Extract provided:
(begin)

Double Infinity: Collaboration between Van Abbemuseum and Arthub Asia
Press preview: April 29th at 3:00 pm
Opening: April 29th at 4:00 pm
Location: Dutch Culture Center
800 Changde Lu, Shanghai
“Today, tomorrow, but not too far”
Double Infinity, a joint initiative by the Van Abbemuseum and Arthub Asia, will open at the Dutch Culture Center in Shanghai, parallel to the World Expo 2010. Double Infinity is a collaborative encounter between a north-western European art museum and an Asian art initiative; it will comprise of an exhibition, a performance series, a lecture program and a publication. Double Infinity marks the first time that a European museum opens itself and its collection to the responses of artists living and working in China–responses that form a host of enriching, humorous and critical insights.
The festive opening of the program on the 29th of April, 2010, will be conducted by Eric Verwaal, the Consul-General of the Kingdom of the Netherlands in Shanghai and will feature a performance by Zhou Xiaohu. On the 15th and 16th of May, an extensive public program with discussions and performances by Julika Rudelius and Surasi Kusolwong, among others, will be held at the theater in the Dutch Culture Centre, Shanghai.
Exhibition and Performances
The Double Infinity project loops around and crosses over itself time and again. It is at one and the same moment an exhibition, a performance series, a lecture programme, a publication, a promotional tool, a celebration, a collaboration and a playful look at international relations.
The project is organised on occasion of John Körmeling’s design of the Dutch Pavilion, Happy Street, at the 2010 Shanghai World Expo. It seeks to bring two states and cities–China and the Netherlands, Shanghai and Eindhoven–into an imagined dialogue with each other, drawing on their everyday realities and uniqueness. Simultaneously, Double Infinity focuses on artists’ visions of cities and citizenship, real and imagined architecture and the claims of cosmopolitanism made by world exhibitions throughout history and across continents.

(end)

Extracted data:
(begin)

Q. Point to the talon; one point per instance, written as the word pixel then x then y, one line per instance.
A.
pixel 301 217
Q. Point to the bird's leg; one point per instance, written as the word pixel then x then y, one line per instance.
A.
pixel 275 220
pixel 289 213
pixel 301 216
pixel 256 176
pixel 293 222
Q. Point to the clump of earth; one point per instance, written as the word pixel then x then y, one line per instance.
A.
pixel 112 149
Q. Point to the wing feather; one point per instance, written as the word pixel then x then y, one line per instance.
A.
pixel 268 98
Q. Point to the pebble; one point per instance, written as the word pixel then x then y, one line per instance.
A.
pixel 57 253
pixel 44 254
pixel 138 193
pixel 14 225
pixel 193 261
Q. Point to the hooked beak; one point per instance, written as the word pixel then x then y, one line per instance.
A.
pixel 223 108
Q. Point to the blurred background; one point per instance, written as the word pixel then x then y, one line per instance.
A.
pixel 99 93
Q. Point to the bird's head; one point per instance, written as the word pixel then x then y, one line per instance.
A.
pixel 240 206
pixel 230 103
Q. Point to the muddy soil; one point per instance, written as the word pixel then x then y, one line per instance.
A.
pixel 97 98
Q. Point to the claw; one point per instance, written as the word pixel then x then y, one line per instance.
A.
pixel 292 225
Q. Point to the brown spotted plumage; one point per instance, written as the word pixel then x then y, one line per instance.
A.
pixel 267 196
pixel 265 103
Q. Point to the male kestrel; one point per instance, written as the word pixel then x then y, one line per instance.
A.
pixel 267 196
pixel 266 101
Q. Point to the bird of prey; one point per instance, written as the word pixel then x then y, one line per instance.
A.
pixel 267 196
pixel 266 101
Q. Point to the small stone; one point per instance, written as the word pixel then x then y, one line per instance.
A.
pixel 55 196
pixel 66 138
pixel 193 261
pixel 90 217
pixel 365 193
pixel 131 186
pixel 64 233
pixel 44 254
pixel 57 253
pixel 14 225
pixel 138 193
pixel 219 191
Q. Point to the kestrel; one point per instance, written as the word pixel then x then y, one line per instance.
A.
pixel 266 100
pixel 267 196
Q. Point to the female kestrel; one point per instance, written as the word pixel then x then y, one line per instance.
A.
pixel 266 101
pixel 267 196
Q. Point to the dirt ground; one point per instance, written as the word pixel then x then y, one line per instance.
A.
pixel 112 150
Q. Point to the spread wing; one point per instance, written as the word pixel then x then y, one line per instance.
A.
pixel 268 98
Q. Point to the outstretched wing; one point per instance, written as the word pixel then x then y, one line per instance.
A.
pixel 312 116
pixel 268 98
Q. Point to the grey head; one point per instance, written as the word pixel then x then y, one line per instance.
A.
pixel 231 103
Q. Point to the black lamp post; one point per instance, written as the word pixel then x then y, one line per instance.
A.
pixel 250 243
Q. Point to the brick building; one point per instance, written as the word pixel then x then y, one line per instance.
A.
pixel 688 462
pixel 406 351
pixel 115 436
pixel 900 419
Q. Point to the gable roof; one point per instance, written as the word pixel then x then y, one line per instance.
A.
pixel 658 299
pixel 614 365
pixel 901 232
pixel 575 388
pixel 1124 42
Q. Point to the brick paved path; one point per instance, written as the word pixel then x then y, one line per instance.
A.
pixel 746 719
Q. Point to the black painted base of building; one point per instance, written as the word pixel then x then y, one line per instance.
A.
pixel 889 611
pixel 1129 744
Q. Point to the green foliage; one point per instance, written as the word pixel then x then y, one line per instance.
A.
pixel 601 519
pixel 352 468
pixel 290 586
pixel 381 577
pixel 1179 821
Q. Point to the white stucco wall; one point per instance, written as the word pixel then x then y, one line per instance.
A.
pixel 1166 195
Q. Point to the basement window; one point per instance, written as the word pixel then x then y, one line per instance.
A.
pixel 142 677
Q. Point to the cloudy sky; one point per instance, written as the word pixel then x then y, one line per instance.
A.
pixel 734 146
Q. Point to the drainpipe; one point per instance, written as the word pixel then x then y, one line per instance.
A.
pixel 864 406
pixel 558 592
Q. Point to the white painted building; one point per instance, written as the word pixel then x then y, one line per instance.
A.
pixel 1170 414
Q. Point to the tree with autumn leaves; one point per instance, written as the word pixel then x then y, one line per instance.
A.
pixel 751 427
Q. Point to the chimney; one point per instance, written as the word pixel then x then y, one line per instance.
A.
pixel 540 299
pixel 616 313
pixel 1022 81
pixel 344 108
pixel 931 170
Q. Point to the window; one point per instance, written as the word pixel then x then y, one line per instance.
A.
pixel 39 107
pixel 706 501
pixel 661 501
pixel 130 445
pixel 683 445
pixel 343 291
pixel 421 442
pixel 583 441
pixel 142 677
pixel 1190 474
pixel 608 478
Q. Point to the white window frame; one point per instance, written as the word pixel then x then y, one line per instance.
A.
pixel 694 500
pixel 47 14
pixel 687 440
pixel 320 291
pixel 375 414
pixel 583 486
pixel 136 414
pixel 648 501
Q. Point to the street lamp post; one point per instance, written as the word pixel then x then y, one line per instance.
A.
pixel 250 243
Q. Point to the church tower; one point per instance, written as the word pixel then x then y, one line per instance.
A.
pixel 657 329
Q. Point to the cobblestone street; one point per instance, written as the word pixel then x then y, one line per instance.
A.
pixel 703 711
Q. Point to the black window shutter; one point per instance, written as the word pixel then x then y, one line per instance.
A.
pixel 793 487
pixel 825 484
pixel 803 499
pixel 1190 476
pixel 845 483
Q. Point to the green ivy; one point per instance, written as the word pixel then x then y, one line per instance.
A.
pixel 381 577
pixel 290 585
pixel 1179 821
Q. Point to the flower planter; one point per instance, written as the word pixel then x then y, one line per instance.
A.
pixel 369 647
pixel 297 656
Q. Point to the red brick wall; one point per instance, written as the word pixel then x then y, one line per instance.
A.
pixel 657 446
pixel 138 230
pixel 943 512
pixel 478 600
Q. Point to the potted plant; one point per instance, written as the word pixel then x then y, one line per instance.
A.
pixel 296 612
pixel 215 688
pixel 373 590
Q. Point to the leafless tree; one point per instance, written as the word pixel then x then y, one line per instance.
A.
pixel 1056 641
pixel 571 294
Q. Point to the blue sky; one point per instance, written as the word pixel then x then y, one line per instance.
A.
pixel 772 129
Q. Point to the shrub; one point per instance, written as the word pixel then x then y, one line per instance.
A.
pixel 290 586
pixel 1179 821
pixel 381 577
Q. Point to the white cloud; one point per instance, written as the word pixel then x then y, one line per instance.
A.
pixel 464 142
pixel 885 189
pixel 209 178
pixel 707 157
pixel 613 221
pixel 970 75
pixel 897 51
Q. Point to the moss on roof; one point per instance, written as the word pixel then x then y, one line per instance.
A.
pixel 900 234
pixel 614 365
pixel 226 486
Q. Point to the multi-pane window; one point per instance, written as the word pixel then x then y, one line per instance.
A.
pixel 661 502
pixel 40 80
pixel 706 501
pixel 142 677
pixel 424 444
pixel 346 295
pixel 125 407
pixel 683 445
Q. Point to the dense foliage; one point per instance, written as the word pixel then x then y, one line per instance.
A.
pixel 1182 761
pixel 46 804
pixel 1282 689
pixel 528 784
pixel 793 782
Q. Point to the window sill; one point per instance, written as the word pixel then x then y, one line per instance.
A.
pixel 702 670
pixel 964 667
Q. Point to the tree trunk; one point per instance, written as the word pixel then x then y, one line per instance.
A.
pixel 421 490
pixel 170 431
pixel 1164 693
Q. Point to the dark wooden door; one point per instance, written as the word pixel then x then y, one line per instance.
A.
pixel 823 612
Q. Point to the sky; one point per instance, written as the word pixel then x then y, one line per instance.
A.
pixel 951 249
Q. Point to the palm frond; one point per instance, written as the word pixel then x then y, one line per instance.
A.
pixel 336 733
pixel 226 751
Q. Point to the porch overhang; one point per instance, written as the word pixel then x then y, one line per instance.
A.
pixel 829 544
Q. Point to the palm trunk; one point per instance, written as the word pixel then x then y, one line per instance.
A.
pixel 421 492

(end)

Task list:
A – From the Double Infinity announcement, reproduce the passage starting at "The festive opening" and ending at "at international relations.".
B – According to the Double Infinity announcement, who will conduct the festive opening of the program on April 29, 2010?
C – In the section headed "Exhibition and Performances," the Double Infinity announcement lists several things the project is "at one and the same moment." List every one of them.

The replies:
A –
The festive opening of the program on the 29th of April, 2010, will be conducted by Eric Verwaal, the Consul-General of the Kingdom of the Netherlands in Shanghai and will feature a performance by Zhou Xiaohu. On the 15th and 16th of May, an extensive public program with discussions and performances by Julika Rudelius and Surasi Kusolwong, among others, will be held at the theater in the Dutch Culture Centre, Shanghai.
Exhibition and Performances
The Double Infinity project loops around and crosses over itself time and again. It is at one and the same moment an exhibition, a performance series, a lecture programme, a publication, a promotional tool, a celebration, a collaboration and a playful look at international relations.

B – Eric Verwaal, the Consul-General of the Kingdom of the Netherlands in Shanghai, will conduct the opening.

C –
- an exhibition
- a performance series
- a lecture programme
- a publication
- a promotional tool
- a celebration
- a collaboration
- a playful look at international relations